- **Aim of the task**: Reformat every one of the records below as a numbered list, leaving out any blank lines.

** start Data for processing **

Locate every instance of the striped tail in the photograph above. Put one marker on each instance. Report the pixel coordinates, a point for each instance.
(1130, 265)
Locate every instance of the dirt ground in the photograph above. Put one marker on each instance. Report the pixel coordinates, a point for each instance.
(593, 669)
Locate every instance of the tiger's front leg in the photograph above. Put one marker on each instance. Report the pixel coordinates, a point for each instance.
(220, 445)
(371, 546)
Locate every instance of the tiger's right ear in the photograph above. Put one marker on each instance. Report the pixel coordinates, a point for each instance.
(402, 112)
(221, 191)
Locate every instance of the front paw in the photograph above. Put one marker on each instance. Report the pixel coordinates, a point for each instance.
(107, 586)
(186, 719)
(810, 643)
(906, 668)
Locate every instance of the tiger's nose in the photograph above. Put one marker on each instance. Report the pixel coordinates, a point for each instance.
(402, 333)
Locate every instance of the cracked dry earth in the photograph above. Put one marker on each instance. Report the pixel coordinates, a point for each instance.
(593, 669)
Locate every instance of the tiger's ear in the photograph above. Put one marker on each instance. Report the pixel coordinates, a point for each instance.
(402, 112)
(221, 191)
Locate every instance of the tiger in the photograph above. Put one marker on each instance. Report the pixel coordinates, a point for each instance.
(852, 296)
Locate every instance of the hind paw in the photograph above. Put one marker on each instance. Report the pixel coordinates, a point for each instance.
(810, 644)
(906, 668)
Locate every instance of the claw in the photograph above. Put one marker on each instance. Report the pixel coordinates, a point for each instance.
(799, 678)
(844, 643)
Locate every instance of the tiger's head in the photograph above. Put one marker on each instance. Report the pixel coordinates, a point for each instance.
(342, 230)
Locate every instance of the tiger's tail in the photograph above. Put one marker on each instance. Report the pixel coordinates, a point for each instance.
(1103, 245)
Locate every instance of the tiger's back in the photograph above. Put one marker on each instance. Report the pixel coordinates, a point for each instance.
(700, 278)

** end Data for processing **

- **Task response**:
1. Locate every instance of the striped tail in the photograph above. Put one marker on each instance. Report the pixel coordinates, a point for each instance.
2. (1130, 265)
3. Locate every instance of the dirt ground in the photograph above. Put one marker on each instance. Report the pixel coordinates, a point for each instance.
4. (593, 669)
5. Locate every instance of the tiger's front leg in the photograph above. Put one marker on each instance. Report the pixel coordinates, a point for each instance.
6. (220, 445)
7. (371, 546)
8. Locate every instance of the tiger's right ear in the photograph above. Put one marker on each instance. Report the pixel coordinates, a point for each instance.
9. (402, 112)
10. (221, 191)
11. Locate every instance of the front paw in the photograph above. Put one marker on each instance. Report the pixel coordinates, a point for each instance.
12. (107, 586)
13. (186, 719)
14. (810, 643)
15. (906, 668)
16. Locate every instance of the tiger's nose in the photograph above. Put one marker on each instance. Report the pixel coordinates, a point for each instance.
17. (402, 333)
18. Locate every instance of the cracked dry earth in the photograph above. Put one marker on each instance. Report the pixel coordinates, a point for each instance.
19. (593, 669)
20. Locate every instance of the tiger's ear in the photograph above. Put one marker on each instance. Report the pixel coordinates, a point for each instance.
21. (402, 112)
22. (221, 191)
23. Locate every instance of the tiger in the photograph above. Put one marker on each instance. Report the pixel coordinates, a point for each instance.
24. (852, 296)
25. Locate every instance of the hind paw in the photograph above. Put one marker on each instance. Report the pixel coordinates, a point for each instance.
26. (810, 644)
27. (906, 668)
28. Locate every instance of the claw in the photograph above. Put one marker on each instance. Report the pixel coordinates, a point for each instance.
29. (799, 678)
30. (844, 643)
31. Locate every instance of the tiger's head in the photograph above. Put one marker on each instance. Report the pixel coordinates, a point for each instance.
32. (342, 230)
33. Locate every instance of the tiger's tail in the photograph above. Put one marker on each instance. Report the pixel coordinates, a point for each instance.
34. (1103, 245)
35. Locate every instance of the tiger's back in the photograph above. Put one marker on each instance. Report the pixel coordinates, a point for each instance.
36. (700, 278)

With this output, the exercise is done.